─── PROVIDED RECORDS

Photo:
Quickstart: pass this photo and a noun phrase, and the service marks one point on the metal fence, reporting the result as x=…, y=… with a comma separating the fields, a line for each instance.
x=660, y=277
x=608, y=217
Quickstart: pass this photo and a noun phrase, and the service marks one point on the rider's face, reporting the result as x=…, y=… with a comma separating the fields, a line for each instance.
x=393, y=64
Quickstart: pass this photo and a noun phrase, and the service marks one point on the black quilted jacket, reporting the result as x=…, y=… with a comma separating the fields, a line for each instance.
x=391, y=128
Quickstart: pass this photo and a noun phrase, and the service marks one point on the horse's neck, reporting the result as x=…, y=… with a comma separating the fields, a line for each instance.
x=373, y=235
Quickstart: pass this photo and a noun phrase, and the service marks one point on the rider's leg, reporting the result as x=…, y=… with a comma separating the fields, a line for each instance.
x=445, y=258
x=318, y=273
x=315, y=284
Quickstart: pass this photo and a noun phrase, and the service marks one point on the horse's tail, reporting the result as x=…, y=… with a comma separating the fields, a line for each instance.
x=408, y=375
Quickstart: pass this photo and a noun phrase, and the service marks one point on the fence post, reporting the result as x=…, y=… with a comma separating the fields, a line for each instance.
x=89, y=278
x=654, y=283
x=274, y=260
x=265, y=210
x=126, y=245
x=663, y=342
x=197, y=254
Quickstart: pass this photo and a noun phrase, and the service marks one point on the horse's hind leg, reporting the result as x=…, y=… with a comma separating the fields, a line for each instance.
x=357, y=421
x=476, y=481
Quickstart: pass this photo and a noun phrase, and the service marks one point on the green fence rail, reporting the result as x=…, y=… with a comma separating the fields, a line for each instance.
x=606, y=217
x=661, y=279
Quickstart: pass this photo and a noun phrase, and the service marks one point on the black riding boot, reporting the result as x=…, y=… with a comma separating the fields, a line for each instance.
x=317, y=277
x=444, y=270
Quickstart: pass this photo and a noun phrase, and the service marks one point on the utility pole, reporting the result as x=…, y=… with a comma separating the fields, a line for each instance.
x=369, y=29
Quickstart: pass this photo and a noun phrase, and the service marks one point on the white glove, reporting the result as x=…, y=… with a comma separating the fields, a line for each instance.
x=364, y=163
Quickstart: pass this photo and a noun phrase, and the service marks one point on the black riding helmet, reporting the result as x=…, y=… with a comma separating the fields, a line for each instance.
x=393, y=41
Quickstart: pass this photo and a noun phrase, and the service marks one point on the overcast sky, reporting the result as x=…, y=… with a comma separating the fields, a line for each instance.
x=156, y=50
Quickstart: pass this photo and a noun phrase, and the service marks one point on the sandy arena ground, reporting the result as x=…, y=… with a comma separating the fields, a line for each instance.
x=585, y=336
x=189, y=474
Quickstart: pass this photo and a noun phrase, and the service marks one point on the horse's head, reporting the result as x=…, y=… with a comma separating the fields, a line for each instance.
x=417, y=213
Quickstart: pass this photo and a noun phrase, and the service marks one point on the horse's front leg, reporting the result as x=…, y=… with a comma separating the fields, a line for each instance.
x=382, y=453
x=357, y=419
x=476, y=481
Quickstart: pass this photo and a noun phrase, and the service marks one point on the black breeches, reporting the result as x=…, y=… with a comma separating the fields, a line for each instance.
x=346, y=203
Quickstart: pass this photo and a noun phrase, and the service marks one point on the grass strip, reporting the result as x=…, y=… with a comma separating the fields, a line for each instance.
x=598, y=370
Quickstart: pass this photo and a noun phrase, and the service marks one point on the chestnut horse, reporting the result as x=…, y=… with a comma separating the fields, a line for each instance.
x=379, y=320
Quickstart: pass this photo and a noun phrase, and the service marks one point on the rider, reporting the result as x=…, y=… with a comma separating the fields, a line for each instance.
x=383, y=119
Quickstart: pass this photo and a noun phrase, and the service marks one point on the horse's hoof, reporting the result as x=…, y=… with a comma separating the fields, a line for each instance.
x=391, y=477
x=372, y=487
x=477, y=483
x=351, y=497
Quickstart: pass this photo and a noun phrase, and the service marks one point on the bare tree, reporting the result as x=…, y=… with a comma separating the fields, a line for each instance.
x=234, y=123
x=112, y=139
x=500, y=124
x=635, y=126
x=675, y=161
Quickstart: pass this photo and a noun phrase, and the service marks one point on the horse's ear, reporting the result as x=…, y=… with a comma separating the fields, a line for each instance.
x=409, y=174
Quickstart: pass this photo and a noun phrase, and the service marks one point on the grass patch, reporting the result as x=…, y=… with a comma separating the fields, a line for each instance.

──────

* [GOAL OF THE EXERCISE] From the line containing "black breeches, reporting" down to the last line of the data, transcribe every line exactly; nothing else should appear.

* [REPLY]
Quickstart: pass this photo and a noun phrase, and the service marks one point on the black breeches, reporting the result as x=…, y=… with a comma separating the fields, a line for each instance.
x=346, y=203
Quickstart: pass this photo and a noun phrase, and the service marks one point on the grass strip, reporting the result as x=…, y=… with a comma separating the fields, a line for each instance.
x=598, y=370
Quickstart: pass this photo and a noun phrase, and the service marks one point on the chestnut horse, reporting the result as x=…, y=… with a comma separating the fields, a line for each instance.
x=379, y=320
Quickstart: pass this photo and a noun phrase, and the service marks one point on the rider, reporting the result as x=…, y=… with a comma separating the fields, a line for each instance.
x=383, y=119
Quickstart: pass this photo and a noun phrase, and the service marks one point on the horse's hoof, reporting the result as x=…, y=… with a comma separating the fields, a line for each instance.
x=391, y=477
x=372, y=487
x=477, y=483
x=351, y=497
Quickstart: pass this photo and a noun phrase, and the service marks one point on the bare tree, reporting the result as x=…, y=… with a comma separating the fields, a line for each instance.
x=234, y=123
x=112, y=139
x=500, y=124
x=635, y=126
x=675, y=161
Quickstart: pass this photo and a noun phrase, and the service marks one point on the horse's ear, reporting the result as x=…, y=… with a comma separating the fields, a line for each instance.
x=409, y=174
Quickstart: pass this photo and a noun phrase, and the service marks one point on the grass patch, reporting the result as x=…, y=… with a comma separating the fields, a line for each instance.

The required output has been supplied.